WHAT THE TASK ASKS
Without including any images, repeat the data exactly.

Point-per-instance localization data
--

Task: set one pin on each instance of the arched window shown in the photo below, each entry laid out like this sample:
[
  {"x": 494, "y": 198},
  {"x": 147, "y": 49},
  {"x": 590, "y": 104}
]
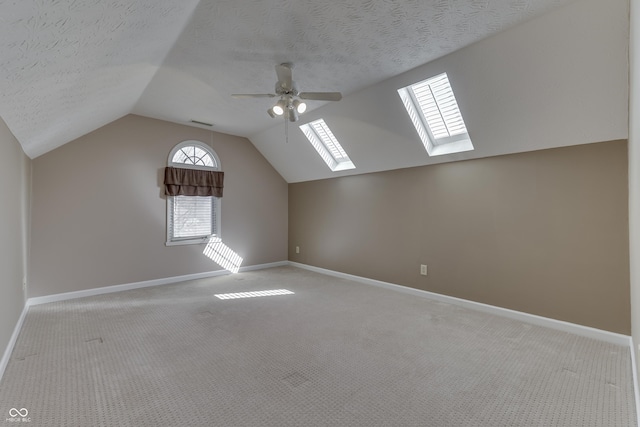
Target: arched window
[{"x": 192, "y": 219}]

--

SOLUTION
Task: set one pin on each instance of the arched window shown in the photo below, each entry laid out like this sample:
[
  {"x": 494, "y": 198},
  {"x": 147, "y": 49},
  {"x": 590, "y": 104}
]
Target: arched window
[{"x": 192, "y": 219}]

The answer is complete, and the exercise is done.